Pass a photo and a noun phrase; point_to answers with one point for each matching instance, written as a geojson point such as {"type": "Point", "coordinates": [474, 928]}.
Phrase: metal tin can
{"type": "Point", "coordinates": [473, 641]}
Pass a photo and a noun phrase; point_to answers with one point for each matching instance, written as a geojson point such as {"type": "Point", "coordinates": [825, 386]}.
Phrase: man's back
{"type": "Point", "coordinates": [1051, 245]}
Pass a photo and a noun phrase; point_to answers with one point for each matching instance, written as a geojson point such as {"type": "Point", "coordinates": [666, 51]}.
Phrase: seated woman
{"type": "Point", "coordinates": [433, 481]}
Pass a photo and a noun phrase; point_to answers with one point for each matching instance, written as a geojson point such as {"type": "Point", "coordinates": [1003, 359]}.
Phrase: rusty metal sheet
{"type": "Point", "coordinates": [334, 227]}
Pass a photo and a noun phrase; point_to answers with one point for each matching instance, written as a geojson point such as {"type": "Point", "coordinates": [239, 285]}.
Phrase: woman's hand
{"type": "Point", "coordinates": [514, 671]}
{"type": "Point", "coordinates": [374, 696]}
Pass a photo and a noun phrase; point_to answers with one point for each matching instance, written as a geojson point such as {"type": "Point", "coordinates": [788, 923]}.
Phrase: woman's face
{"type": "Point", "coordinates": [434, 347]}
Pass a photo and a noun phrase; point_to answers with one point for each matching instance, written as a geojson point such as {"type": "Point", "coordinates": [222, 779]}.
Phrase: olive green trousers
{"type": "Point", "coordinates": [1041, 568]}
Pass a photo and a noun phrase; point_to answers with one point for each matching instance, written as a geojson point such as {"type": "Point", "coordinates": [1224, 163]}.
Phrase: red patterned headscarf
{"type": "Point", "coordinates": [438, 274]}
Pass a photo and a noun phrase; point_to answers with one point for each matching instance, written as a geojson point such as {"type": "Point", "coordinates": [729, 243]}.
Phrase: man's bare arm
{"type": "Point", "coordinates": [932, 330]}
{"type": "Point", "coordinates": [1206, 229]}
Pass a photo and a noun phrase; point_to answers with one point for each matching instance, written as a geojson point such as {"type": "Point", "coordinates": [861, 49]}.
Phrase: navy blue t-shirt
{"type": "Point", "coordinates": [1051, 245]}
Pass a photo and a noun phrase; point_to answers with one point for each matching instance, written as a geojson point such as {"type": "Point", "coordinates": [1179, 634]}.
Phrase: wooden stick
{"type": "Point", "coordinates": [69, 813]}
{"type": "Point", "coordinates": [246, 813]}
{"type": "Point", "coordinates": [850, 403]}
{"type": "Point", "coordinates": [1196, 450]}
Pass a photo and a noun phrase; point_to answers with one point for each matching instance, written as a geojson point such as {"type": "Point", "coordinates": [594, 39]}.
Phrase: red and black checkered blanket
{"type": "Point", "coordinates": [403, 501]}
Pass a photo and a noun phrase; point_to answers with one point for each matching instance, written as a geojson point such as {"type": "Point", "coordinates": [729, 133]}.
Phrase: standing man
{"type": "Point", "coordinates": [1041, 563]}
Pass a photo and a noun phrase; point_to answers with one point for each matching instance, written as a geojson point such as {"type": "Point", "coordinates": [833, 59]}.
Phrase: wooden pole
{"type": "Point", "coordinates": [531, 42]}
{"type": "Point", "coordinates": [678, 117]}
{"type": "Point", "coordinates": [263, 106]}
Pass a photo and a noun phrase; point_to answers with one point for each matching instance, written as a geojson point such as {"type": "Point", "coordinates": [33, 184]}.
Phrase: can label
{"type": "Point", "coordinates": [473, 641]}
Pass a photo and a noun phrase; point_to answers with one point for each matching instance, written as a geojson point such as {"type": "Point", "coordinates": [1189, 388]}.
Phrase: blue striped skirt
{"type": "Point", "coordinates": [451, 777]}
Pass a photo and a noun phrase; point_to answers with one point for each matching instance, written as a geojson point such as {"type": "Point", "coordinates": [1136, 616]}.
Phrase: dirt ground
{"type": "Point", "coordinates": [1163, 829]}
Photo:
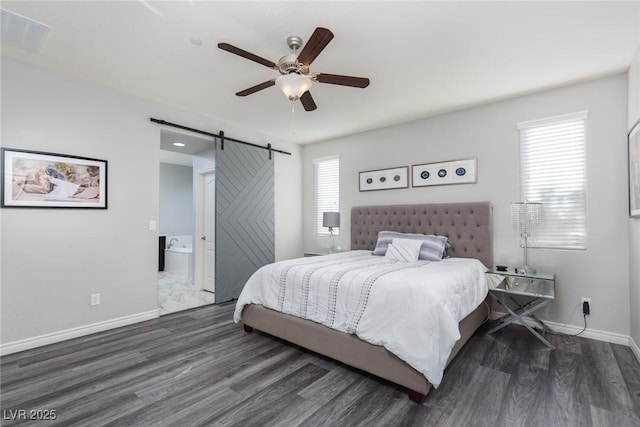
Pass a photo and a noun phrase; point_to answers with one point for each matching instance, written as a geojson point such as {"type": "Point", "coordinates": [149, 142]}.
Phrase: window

• _WHAT IS BEING ASKED_
Drop the images and return the data verbatim.

• _EXERCISE RESULT_
Pass a photo and a noun phrase; point_to answers with one point for each matching instance, written as a geojson point such as {"type": "Point", "coordinates": [474, 928]}.
Phrase: metal tin can
{"type": "Point", "coordinates": [473, 641]}
Pass a photo and a noun phrase; point_to answers with one point for each matching instance, written as a geojson point such as {"type": "Point", "coordinates": [825, 386]}.
Phrase: man's back
{"type": "Point", "coordinates": [1051, 245]}
Pass a photo and a noun phrase; point_to answers with one point for each matching instance, written as a geojson point such as {"type": "Point", "coordinates": [666, 51]}.
Phrase: seated woman
{"type": "Point", "coordinates": [433, 481]}
Pass a photo and a noun phrase; point_to answers with one point for each matching instance, written as a geojson point such as {"type": "Point", "coordinates": [1003, 359]}.
Phrase: rusty metal sheet
{"type": "Point", "coordinates": [334, 227]}
Pass a photo and a noun phrase; point_to answers with one point for each matching instance, written as a geojson point such as {"type": "Point", "coordinates": [239, 285]}.
Phrase: woman's hand
{"type": "Point", "coordinates": [514, 671]}
{"type": "Point", "coordinates": [374, 696]}
Pass a photo and a noun phrase; point_to answers with one point for each matching instance, written as a geojson point such as {"type": "Point", "coordinates": [788, 923]}.
Phrase: woman's face
{"type": "Point", "coordinates": [434, 347]}
Pass a photo and a noun phrase; point_to answers with one point for each matching instance, written as a geojson point such as {"type": "Point", "coordinates": [222, 779]}.
Phrase: olive green trousers
{"type": "Point", "coordinates": [1041, 568]}
Pass a photo and a noun phrase; point_to answers with one point for each matching instance, written as a geojson point such as {"type": "Point", "coordinates": [1224, 163]}.
Phrase: red patterned headscarf
{"type": "Point", "coordinates": [438, 274]}
Pass a photo and a noun phrase; point_to answers with one point for each matching instance, written as a geojson point such as {"type": "Point", "coordinates": [729, 243]}.
Phrase: man's bare arm
{"type": "Point", "coordinates": [932, 330]}
{"type": "Point", "coordinates": [1206, 229]}
Pass a photo and a noun phrase; point_to answers with one point for each matching instance, written as a geojson point such as {"type": "Point", "coordinates": [861, 49]}.
Phrase: navy blue t-shirt
{"type": "Point", "coordinates": [1051, 245]}
Pass a photo and a noun phrase; point_to answers with one point for each matching instance, written as a geojson point such as {"type": "Point", "coordinates": [1179, 634]}.
Phrase: wooden stick
{"type": "Point", "coordinates": [69, 813]}
{"type": "Point", "coordinates": [246, 813]}
{"type": "Point", "coordinates": [850, 403]}
{"type": "Point", "coordinates": [1196, 450]}
Pass a photo and a noun phrase; point_to answers with one point for each matching instance, written as a geojson point such as {"type": "Point", "coordinates": [594, 39]}.
Phrase: red and black checkered blanket
{"type": "Point", "coordinates": [403, 501]}
Pass a photo and a noun phrase; point_to answers with one point for each matching instance, written as a geojson point such as {"type": "Point", "coordinates": [729, 133]}.
Phrase: standing man
{"type": "Point", "coordinates": [1041, 563]}
Pass a photo and a noun phrase; point_to answers with one point for each matching instance, written as a geojson point such as {"type": "Point", "coordinates": [833, 59]}.
Phrase: wooden pole
{"type": "Point", "coordinates": [531, 42]}
{"type": "Point", "coordinates": [678, 117]}
{"type": "Point", "coordinates": [263, 106]}
Pass a photo and a noun phrase; point_to answers with one point for each matching instance, written as a geojson point such as {"type": "Point", "coordinates": [33, 184]}.
Phrase: can label
{"type": "Point", "coordinates": [473, 641]}
Pass a photo and a noun phrase; point_to answers with one point for each matching instance, written as a geojson point such as {"type": "Point", "coordinates": [1189, 388]}.
Phrase: blue striped skirt
{"type": "Point", "coordinates": [451, 777]}
Pass a photo and a noun phrase; point_to answers with one point for each matching instance, written as a geojson point such as {"type": "Point", "coordinates": [1136, 616]}.
Phrase: dirt ground
{"type": "Point", "coordinates": [1163, 829]}
Photo:
Pass a photo and a noun phrase; point_to answers with one point for each matching instance, written as a geojson point such as {"type": "Point", "coordinates": [149, 142]}.
Phrase: window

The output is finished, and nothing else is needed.